- _What this task involves_:
Only the lines holding "raised" are wanted; find them in the listing and return each one.

┌────────

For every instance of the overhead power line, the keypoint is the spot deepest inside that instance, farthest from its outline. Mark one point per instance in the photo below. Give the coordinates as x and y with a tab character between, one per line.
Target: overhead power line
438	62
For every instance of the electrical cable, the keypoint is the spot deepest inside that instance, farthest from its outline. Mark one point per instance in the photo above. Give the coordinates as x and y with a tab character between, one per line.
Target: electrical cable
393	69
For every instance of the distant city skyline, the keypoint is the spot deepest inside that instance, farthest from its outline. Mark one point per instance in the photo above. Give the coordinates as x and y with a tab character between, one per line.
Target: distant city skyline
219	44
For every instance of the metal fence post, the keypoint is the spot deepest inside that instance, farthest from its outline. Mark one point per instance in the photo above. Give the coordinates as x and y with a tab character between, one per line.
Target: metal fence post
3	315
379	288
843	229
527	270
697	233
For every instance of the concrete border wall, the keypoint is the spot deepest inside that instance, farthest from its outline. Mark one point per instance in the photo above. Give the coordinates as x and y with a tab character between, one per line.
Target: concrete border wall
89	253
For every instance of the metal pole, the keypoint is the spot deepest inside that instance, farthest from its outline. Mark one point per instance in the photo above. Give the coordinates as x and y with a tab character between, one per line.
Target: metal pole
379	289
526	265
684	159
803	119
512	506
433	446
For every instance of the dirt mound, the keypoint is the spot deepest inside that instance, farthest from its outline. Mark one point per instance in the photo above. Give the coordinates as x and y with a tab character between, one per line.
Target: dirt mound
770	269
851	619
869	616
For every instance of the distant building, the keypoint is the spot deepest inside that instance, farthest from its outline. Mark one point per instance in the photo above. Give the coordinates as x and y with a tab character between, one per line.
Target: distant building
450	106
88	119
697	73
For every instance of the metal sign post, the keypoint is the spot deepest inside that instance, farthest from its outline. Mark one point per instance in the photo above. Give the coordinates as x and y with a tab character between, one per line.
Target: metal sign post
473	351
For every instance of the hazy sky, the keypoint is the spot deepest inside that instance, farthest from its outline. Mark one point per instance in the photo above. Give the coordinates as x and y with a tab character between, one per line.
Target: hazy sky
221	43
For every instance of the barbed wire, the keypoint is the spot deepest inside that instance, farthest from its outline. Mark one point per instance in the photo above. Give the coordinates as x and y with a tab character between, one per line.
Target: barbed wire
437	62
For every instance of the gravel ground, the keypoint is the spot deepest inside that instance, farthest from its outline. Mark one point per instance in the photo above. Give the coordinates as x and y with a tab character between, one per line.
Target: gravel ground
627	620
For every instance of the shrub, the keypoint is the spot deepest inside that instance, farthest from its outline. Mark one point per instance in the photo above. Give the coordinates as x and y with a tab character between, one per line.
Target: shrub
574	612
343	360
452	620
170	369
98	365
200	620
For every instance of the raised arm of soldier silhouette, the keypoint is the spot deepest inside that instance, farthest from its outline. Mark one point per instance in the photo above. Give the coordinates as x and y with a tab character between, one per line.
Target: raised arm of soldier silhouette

└────────

- _Solved problem_:
For every instance of the raised arm of soldier silhouette, the keypoint is the spot deepest inside that instance, farthest from its outline. Mark one point per instance in the photo above. Give the coordinates as x and y with a tab character between, one per line.
Target: raised arm of soldier silhouette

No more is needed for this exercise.